---------- MATERIAL FOR THE TASK
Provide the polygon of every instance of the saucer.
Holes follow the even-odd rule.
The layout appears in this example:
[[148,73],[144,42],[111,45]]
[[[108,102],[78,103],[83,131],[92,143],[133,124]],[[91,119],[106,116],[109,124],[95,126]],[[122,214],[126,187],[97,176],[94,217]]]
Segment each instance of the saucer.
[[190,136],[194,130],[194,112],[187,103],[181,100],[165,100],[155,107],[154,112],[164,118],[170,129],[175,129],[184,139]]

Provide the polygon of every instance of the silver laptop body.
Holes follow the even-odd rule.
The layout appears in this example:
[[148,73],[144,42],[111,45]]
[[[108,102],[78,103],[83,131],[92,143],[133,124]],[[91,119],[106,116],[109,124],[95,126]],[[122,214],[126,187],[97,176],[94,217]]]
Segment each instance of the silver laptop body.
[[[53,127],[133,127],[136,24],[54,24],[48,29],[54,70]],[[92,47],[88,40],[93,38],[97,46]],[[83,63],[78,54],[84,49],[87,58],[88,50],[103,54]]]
--------------------
• **PROBLEM TO SOLVE**
Rewrite the rows above, substituting "object" for every occurrence of "instance" and leaving everything else unchanged.

• **COMPLETED TASK**
Provide the polygon of every object of the saucer.
Holes follow the even-odd rule.
The layout appears in this example:
[[148,73],[144,42],[111,45]]
[[[108,102],[78,103],[83,131],[92,143],[133,124]],[[91,119],[106,116],[109,124],[95,126]],[[122,214],[126,187],[97,176],[94,217]]]
Segment each object of the saucer.
[[190,136],[194,130],[194,112],[187,103],[181,100],[165,100],[155,107],[154,112],[164,118],[170,129],[175,129],[184,139]]

Provide the polygon of every object of the silver laptop body.
Holes follow the even-odd rule.
The layout appears in this example:
[[148,73],[144,42],[111,45]]
[[[108,102],[78,103],[83,131],[92,143],[133,124]],[[91,119],[106,116],[109,124],[95,126]],[[122,214],[126,187],[97,176],[94,217]]]
Segment each object of the silver laptop body.
[[[53,127],[133,127],[136,24],[54,24],[48,29],[54,70]],[[92,47],[88,40],[93,38],[97,46]],[[83,63],[78,54],[84,49],[87,58],[88,50],[103,54]]]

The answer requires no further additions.